### Work to complete
1. Please rewrite the paragraph in the teaching background text that begins "In 2004, I joined the founding faculty" as a short bulleted list that keeps its main facts.
2. Answer these questions using the teaching background text:
(a) Which topic is marked as new this semester?
(b) At which college did the writer lead a workshop series as a guest artist in Spring semester 2006?
(c) In what city and state is Manchester Craftsmen's Guild located?
3. Carry the teaching background text forward from its last sentence.

Topics covered include: photography, Flash, Director, Photoshop, Illustrator,
HTML, art history, media criticism (new this semester!) graphic design,
public/community-based art and interdisciplinary installation.
Additionally, Spring semester 2006, I was invited as guest artist to Worcester
State College to lead an activist art/digital media workshop series for
students in a community health course.
Links to College Teaching:
• Samples of art, syllabi, & lesson plans from Umass
• Sample of photos from the University
of Colorado
• Sample of digital art from Carnegie Mellon
Community Arts Education/Outreach/Non-traditional
Classes
In 2004, I joined the founding faculty as the digital photography teacher
for the inaugural year of a program at Harvard University, the
Crimson Summer Academy (CSA). Please see
http://www.crimsonsummer.harvard.edu for more details about this new
community outreach program at Harvard serving public high school students
from Boston and Cambridge. I developed the curriculum and teach all courses
in digital photography for the Crimson Summer Academy. I am also their
graphic designer and webmaster.
From 1992-1998 I worked as an instructor and also as the media arts lab
manager at Manchester Craftsmen's Guild, a community development corporation
in Pittsburgh, PA. I ordered equipment, set up the lab, and designed curriculum.

### Supplied data

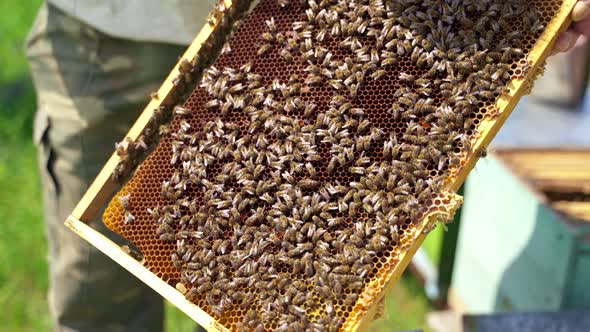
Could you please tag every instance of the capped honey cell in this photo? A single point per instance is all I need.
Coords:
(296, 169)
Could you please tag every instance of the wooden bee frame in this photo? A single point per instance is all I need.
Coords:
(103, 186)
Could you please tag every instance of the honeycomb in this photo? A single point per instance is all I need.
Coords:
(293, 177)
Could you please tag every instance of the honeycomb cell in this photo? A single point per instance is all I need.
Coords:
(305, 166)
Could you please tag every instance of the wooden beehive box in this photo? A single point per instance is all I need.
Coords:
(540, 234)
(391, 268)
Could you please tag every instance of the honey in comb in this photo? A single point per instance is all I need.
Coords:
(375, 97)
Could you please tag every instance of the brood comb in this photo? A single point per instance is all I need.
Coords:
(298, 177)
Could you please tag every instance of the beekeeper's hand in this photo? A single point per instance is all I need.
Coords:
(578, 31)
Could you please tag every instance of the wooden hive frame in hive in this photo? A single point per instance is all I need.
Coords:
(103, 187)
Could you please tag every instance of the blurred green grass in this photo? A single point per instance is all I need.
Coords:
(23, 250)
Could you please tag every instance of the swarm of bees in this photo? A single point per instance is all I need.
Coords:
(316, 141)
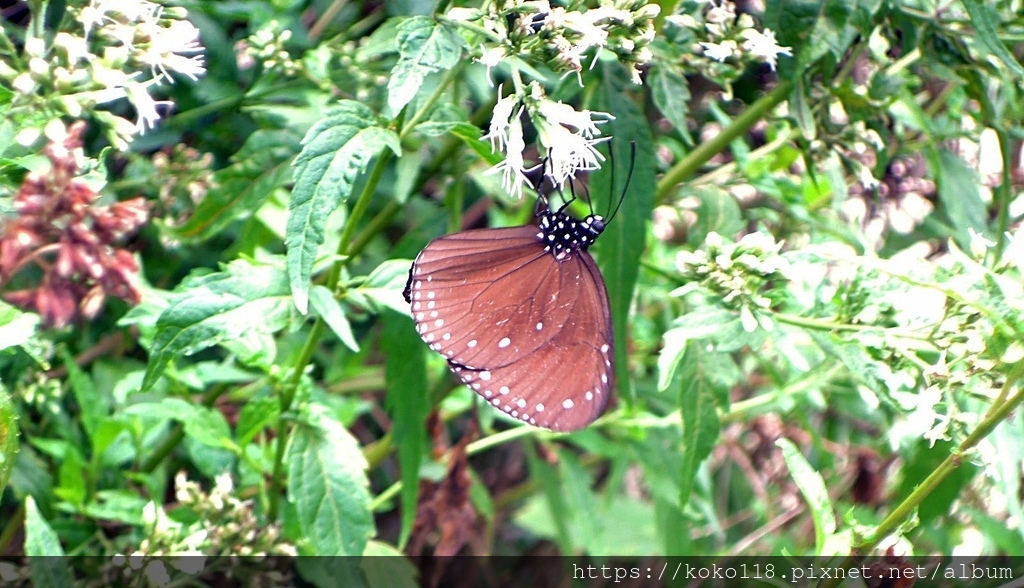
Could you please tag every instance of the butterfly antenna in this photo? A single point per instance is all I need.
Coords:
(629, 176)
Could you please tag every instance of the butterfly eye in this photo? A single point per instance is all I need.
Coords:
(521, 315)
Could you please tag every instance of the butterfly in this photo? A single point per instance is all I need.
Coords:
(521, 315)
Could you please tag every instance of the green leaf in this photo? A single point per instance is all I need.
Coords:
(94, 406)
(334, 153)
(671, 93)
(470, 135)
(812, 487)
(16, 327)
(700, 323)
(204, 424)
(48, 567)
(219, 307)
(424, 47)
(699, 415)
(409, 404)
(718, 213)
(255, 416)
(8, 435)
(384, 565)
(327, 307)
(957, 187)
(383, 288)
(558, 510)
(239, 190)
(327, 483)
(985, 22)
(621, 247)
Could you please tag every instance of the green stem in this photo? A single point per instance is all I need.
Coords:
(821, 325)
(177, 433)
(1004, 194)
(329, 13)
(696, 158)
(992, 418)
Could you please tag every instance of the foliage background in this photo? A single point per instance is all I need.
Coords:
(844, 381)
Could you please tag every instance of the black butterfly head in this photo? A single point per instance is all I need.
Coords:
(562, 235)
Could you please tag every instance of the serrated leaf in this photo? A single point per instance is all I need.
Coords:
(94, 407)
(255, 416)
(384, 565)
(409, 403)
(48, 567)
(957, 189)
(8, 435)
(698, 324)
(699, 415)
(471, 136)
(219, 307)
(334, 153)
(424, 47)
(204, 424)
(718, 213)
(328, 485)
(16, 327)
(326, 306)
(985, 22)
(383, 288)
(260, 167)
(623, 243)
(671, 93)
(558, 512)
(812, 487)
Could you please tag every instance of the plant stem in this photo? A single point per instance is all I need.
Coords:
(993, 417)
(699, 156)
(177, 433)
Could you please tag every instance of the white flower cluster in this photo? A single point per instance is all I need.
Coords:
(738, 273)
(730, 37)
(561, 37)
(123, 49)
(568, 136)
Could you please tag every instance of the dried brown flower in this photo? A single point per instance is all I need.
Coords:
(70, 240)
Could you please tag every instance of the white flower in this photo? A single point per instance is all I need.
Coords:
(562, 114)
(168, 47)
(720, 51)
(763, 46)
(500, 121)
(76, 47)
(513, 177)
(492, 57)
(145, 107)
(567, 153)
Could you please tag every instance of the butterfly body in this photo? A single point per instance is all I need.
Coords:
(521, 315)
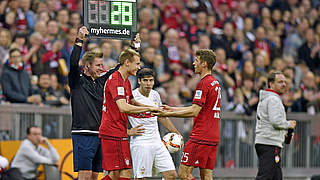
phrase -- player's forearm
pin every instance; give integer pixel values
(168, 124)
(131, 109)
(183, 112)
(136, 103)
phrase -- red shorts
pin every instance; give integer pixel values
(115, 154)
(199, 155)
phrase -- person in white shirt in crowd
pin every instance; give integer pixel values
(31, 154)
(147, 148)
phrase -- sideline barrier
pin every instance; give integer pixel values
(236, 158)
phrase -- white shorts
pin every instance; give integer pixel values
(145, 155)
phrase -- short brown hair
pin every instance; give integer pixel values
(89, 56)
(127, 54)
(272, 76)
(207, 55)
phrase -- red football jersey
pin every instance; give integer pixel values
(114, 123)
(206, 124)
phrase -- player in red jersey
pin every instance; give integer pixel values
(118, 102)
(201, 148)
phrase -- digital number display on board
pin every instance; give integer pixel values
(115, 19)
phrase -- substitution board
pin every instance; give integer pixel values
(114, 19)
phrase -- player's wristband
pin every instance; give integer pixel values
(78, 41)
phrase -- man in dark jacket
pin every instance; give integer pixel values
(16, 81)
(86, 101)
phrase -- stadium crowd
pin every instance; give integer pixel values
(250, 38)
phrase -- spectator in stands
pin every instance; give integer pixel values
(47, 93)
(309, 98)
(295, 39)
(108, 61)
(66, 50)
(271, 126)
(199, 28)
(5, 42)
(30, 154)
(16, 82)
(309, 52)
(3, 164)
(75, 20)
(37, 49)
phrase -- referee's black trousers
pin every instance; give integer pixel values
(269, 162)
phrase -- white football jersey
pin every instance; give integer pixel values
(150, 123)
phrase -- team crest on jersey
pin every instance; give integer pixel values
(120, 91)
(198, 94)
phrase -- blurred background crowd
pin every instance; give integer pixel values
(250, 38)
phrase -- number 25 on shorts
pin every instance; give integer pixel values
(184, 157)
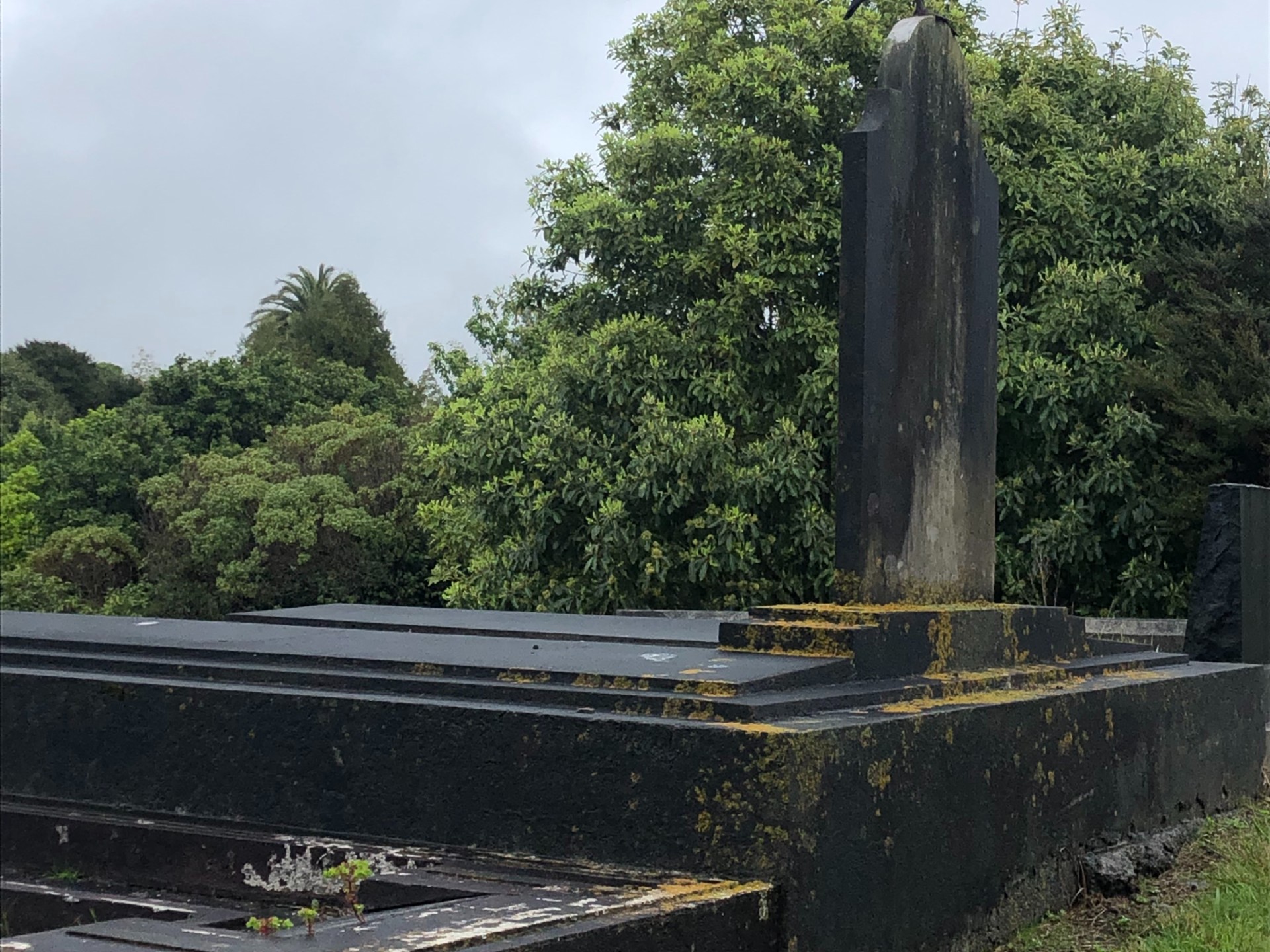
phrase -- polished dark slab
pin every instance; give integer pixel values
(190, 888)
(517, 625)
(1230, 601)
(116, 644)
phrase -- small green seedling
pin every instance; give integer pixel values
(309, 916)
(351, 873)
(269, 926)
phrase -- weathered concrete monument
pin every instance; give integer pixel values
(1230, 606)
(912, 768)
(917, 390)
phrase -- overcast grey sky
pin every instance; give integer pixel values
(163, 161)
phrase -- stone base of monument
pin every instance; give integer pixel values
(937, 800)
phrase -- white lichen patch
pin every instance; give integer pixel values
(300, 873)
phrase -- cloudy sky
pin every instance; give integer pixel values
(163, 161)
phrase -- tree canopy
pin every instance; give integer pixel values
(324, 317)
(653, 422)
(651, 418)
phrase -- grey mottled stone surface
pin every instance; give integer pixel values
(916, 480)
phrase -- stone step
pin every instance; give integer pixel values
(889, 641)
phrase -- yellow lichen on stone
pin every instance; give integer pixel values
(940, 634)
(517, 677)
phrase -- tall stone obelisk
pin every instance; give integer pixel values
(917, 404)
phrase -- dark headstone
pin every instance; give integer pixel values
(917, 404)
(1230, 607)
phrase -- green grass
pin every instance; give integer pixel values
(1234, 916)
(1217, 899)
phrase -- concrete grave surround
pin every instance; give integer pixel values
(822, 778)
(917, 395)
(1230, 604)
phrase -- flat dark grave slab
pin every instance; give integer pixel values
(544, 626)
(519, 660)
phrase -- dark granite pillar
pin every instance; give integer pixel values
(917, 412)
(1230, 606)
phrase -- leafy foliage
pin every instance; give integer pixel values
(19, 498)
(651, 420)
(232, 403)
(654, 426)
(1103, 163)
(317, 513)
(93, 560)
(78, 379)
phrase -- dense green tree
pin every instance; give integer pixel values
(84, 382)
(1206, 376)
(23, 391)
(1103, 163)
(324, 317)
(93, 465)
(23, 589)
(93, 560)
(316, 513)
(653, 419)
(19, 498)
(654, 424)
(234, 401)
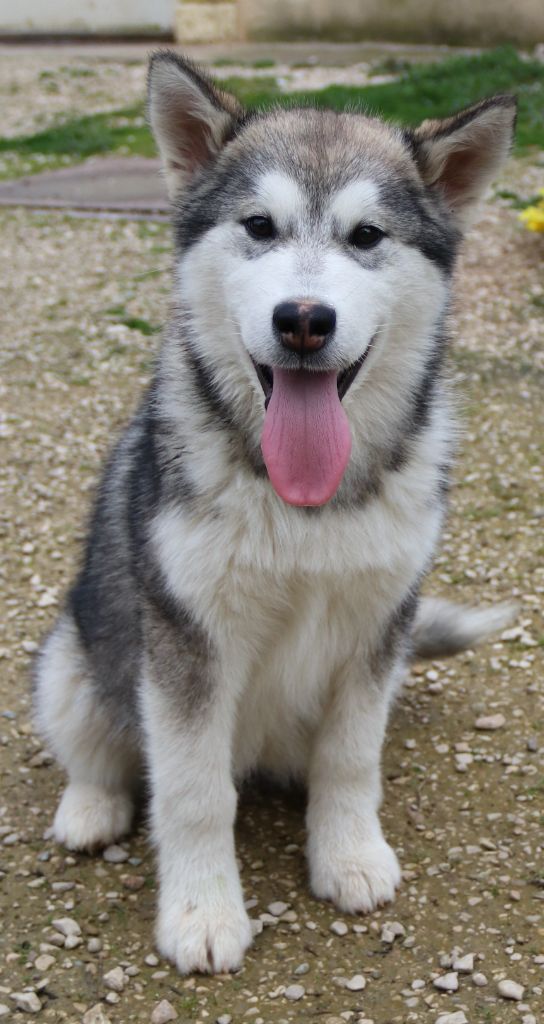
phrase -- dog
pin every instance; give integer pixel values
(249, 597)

### Outputs in order
1.
- Joined the founding faculty in 2004 as digital photography teacher for the first year of Harvard University's Crimson Summer Academy (CSA)
- CSA is a new Harvard community outreach program serving public high school students from Boston and Cambridge
- More details: http://www.crimsonsummer.harvard.edu
- Developed the curriculum and teaches all CSA digital photography courses
- Also serves as CSA's graphic designer and webmaster

2.
(a) Media criticism
(b) Worcester State College
(c) Pittsburgh, PA

3.
From 1998-2000 I worked as a media specialist at the Boston Arts Academy,
a public high school for the arts.
Links to Community Arts Education:
• Crimson
Summer Academy, Cambridge, MA
(password to see student artwork available by request)
• Boston Arts Academy,
Boston, MA
• Camp Telecom, Boston,
MA
• Manchester Craftsmen's
Guild, PIttsburgh, PA
Images
to the left and below show student work from an Introduction
to Media Arts class for high school students that I taught at the
Boston Arts Academy. Students created a series of contemplative, community-orientated
posters aimed at mass transit commuters. Two posters were offset printed
and hundreds were posted inside Boston subway trains during the summers
of '99 and '00. Above is a rough draft of the collaborative "What
Are You Working for?" poster. Below is Orlando Arroyo's poster, "Without
Art Wouldn't Life be Kind of Plain?"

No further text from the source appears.